**Written request**
Can you reproduce the forum thread starting with "There's really nothing" and going on through "be a steal.", renaming "Bogans" to "Dooling" wherever it occurs?

Very interesting! Jarvis and Dwight played AAU ball together so i'm sure they're very familiar with each other! I don't even know what to say about Dooling right now tho. He sounds extremely disappointed......looks like he is pretty much as good as gone, but if we could land Critt that would make him a non-factor. I like like Dooling, but business is business.

Picking up Lee, Pietrus, & Crittenton along with someone like Doleac would be solid. I'd be ecstatic with the moves this off season and the team going forward. :gopray:

:smoothcriminal:


----------



## thaKEAF

There's really nothing Orlando has that I'd want for Critt. Maybe Dwight? :wink:


----------



## Blue

^ haha....i'm hearing something like Bogans(expiring) or JJ Redick(expires in '10) and a future 1st.....Critt is by far the most talented of those three, but i guess you guys need to dump a PG somewhere and either want an expiring for cap space or a pure shooter.....we got both. :clown: ....i agree tho, i think Bogans for Critt straight up would be a steal.

(Coordinate annotation records)
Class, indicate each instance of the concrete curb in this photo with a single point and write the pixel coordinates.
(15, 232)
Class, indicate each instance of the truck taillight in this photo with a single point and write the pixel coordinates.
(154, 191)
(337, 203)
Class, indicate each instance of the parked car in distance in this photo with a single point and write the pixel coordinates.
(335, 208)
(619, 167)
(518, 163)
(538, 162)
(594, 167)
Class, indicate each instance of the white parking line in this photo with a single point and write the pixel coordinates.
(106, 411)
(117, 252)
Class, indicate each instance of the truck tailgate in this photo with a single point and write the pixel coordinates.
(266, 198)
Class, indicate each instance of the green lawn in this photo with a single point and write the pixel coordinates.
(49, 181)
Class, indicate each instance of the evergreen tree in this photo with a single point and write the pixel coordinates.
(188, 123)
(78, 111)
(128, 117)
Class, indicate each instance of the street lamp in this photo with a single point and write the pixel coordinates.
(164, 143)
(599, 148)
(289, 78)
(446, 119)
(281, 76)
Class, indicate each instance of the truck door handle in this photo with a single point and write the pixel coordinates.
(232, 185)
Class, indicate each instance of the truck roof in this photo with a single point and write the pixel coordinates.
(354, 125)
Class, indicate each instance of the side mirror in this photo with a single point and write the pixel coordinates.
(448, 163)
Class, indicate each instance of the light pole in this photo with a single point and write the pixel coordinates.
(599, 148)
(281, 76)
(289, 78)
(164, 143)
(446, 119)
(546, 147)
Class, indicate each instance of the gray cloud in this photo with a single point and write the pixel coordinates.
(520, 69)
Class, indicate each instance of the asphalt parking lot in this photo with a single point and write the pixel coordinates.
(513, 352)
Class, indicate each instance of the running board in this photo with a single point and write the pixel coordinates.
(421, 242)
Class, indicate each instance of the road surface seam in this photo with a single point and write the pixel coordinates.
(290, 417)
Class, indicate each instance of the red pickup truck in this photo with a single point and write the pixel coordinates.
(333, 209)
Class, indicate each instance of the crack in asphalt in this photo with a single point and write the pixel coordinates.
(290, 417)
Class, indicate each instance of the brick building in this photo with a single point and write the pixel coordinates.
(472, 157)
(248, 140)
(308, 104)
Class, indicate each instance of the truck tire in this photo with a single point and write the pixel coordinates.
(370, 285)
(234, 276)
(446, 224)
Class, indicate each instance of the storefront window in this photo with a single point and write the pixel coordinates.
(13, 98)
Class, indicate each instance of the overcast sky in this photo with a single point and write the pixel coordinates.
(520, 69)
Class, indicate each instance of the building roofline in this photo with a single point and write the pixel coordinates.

==

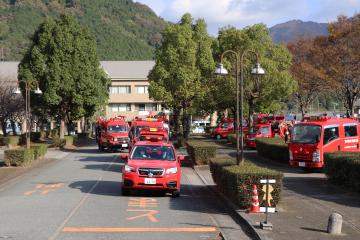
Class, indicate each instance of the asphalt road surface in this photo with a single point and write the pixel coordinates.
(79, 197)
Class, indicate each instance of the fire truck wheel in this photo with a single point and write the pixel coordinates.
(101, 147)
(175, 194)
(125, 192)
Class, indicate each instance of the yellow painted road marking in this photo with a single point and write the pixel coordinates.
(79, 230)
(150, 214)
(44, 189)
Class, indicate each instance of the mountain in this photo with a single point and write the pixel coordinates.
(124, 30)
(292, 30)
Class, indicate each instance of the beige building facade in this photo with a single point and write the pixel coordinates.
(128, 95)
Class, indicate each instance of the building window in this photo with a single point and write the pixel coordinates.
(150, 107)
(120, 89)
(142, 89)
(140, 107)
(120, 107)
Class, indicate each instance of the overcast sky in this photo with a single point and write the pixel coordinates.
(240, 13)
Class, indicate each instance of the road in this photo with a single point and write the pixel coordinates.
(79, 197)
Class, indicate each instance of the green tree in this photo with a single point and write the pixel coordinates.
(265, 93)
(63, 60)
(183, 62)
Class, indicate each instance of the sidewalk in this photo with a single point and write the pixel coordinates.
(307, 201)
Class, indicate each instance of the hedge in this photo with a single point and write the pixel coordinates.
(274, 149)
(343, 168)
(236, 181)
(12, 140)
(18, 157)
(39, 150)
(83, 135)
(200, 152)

* * *

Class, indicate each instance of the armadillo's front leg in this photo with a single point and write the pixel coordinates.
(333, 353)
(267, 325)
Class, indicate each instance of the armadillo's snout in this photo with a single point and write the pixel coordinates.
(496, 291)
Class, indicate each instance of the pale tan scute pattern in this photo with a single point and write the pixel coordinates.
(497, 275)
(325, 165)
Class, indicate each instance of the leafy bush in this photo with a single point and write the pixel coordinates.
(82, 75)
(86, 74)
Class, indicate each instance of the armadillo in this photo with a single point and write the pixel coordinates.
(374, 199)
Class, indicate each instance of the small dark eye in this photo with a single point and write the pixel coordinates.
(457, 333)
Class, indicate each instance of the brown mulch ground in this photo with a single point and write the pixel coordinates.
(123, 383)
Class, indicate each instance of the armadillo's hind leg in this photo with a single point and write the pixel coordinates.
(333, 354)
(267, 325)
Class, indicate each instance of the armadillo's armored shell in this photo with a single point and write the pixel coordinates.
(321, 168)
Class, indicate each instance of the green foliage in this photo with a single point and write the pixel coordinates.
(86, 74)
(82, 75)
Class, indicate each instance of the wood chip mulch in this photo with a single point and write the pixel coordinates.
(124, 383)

**Solution to this problem**
There's really nothing Orlando has that I'd want for Critt. Maybe Dwight? :wink:


----------



## Blue

^ haha....i'm hearing something like Dooling(expiring) or JJ Redick(expires in '10) and a future 1st.....Critt is by far the most talented of those three, but i guess you guys need to dump a PG somewhere and either want an expiring for cap space or a pure shooter.....we got both. :clown: ....i agree tho, i think Dooling for Critt straight up would be a steal.